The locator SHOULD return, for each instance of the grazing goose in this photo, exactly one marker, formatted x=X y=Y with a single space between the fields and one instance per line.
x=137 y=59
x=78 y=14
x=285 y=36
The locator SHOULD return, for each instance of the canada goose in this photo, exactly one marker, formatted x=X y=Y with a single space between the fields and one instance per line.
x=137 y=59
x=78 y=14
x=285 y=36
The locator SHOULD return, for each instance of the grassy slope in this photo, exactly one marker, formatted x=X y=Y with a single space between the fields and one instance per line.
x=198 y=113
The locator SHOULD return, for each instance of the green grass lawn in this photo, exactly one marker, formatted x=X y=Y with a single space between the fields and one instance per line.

* * *

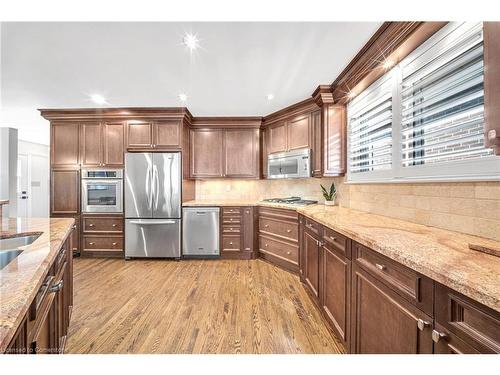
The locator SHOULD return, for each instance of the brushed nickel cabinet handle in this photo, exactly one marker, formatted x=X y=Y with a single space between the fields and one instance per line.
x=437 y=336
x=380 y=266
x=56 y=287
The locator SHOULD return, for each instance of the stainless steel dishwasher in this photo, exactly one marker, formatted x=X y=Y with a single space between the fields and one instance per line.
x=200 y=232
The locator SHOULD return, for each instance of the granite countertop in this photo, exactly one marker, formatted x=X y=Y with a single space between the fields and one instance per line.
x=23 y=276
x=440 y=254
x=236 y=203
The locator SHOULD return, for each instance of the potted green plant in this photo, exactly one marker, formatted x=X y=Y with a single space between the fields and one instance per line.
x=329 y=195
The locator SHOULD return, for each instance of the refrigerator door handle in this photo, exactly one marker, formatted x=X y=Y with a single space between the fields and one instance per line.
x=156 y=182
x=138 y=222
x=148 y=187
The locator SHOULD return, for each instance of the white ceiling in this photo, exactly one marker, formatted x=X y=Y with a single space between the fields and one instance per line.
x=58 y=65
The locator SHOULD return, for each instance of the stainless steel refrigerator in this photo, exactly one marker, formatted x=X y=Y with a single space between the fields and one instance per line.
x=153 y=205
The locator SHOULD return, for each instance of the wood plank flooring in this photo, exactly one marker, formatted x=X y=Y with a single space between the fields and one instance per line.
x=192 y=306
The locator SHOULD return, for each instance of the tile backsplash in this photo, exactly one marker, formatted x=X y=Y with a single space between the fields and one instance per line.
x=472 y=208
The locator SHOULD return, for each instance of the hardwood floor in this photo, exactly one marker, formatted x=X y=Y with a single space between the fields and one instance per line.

■ TASK OBJECTIVE ■
Copy out, without alteration, the portion of the listing above that begins with the line containing "stainless steel dishwasher" and ends with the line containing "x=329 y=195", both of those lines included.

■ COMPLETE RESPONSE ■
The locator SHOULD return, for each instance of the stainless steel dishwasher in this photo, exactly one marker, formatted x=X y=Y with a single space between the fields and one instance per line.
x=200 y=232
The locator SHOULD return, for each instance of the granite countertop in this photo, exactly one marker, formatted x=X y=Y with a single space between the fields and one instance per line.
x=23 y=276
x=440 y=254
x=236 y=203
The locator SHOULD return, for each instance of the potted green plant in this photo, exactly one marker, formatted x=X y=Y with a single space between the fields and one instance per line.
x=329 y=195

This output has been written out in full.